* **Exercise objective**: Reproduce the listing below line for line, with no changes to any of its wording, spacing, or punctuation.
· · · · · · ·
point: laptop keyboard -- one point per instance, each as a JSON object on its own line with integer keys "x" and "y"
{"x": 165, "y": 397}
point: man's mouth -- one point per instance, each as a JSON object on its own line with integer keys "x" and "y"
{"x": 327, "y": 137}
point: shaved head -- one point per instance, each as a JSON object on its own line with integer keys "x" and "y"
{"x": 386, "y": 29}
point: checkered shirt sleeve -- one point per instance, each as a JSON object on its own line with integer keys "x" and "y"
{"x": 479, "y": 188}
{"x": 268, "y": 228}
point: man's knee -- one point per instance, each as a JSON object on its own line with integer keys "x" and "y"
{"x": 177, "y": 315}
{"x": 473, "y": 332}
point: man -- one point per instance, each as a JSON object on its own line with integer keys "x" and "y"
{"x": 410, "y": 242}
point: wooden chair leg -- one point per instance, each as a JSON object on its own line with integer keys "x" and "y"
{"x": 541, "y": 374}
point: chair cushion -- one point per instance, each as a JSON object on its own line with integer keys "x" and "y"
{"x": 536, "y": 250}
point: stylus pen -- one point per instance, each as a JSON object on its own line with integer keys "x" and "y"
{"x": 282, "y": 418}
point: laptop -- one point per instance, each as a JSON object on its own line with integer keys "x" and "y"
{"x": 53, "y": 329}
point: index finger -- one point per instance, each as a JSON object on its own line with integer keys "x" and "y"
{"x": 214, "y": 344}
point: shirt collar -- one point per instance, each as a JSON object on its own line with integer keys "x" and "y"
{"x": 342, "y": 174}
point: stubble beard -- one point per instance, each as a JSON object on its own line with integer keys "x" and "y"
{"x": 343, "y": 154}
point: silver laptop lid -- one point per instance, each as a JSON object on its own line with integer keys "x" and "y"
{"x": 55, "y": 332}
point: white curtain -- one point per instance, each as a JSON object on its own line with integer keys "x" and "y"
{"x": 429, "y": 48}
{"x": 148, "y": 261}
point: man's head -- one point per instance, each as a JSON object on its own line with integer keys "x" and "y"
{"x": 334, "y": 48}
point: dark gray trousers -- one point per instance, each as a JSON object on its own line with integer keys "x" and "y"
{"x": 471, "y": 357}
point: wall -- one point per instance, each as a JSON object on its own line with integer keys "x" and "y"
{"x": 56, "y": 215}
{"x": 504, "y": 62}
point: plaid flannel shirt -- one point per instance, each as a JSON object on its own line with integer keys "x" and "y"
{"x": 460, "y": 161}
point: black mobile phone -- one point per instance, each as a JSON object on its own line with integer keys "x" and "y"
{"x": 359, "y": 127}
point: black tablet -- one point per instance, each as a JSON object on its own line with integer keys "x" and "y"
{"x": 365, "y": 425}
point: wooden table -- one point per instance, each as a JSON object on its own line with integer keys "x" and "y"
· · · · · · ·
* **Exercise answer**:
point: laptop keyboard -- one point per instance, each as a JSON object on its own line with integer keys "x" and "y"
{"x": 165, "y": 397}
point: man's mouth -- one point per instance, each as a JSON object on its own line with integer keys "x" and "y"
{"x": 327, "y": 137}
point: shaved head -- one point per instance, each as a JSON object on its own line with integer keys "x" and "y"
{"x": 386, "y": 29}
point: checkered shirt sleeve -- one point per instance, each as a JSON object on its own line with integer keys "x" and "y"
{"x": 479, "y": 188}
{"x": 268, "y": 228}
point: man's knee -- one point per instance, each as a JSON object on its own line with integer keys "x" and "y"
{"x": 177, "y": 315}
{"x": 473, "y": 332}
point: man -- one point per instance, each as a JSON object on its own line with integer keys "x" and "y"
{"x": 410, "y": 242}
point: wooden chair leg -- one point per instance, each as a JSON object on its own line with integer keys "x" and "y"
{"x": 541, "y": 374}
point: chair cushion -- one point per instance, each as a JSON object on its own line with integer keys "x" and "y"
{"x": 536, "y": 250}
point: stylus pen -- one point per instance, each as a JSON object on its own line with integer keys "x" and "y"
{"x": 282, "y": 418}
point: laptop -- one point per instance, each as a JSON object on its own line with integer keys "x" and "y"
{"x": 53, "y": 329}
point: index finger -- one point per instance, each as a JSON object on its own line with integer keys "x" and "y"
{"x": 214, "y": 344}
point: shirt collar -- one point per instance, each as a JSON object on its own line with integer keys "x" and "y"
{"x": 342, "y": 174}
point: stubble beard -- one point per instance, each as a JSON object on its own line with integer keys "x" and "y"
{"x": 343, "y": 154}
point: silver laptop lid -- one point per instance, each as a JSON object on its own line with integer keys "x" and "y"
{"x": 55, "y": 332}
point: white curtain -- one point per instance, each as a JSON object on its own line with integer keys "x" and "y"
{"x": 429, "y": 48}
{"x": 148, "y": 261}
point: man's head -- one point per instance, each as a JSON object on its own line with integer keys "x" and "y"
{"x": 334, "y": 48}
point: dark gray trousers -- one point per instance, each as a JSON object on its own line with integer keys "x" and "y"
{"x": 471, "y": 357}
point: wall -- one point per instance, each as a JSON object on its own line with integer keys "x" and "y"
{"x": 56, "y": 215}
{"x": 504, "y": 62}
point: plaid flannel shirt -- one point per instance, each as a JSON object on its own line with integer keys "x" and "y"
{"x": 460, "y": 161}
point: black mobile phone -- one point per instance, each as a JSON object on its own line with integer keys "x" and "y"
{"x": 359, "y": 127}
point: black tablet -- one point per instance, each as a JSON object on its own line with integer keys "x" and "y"
{"x": 365, "y": 425}
point: wooden table -- one point per instance, each as a JSON object on its own line with integer keys "x" and "y"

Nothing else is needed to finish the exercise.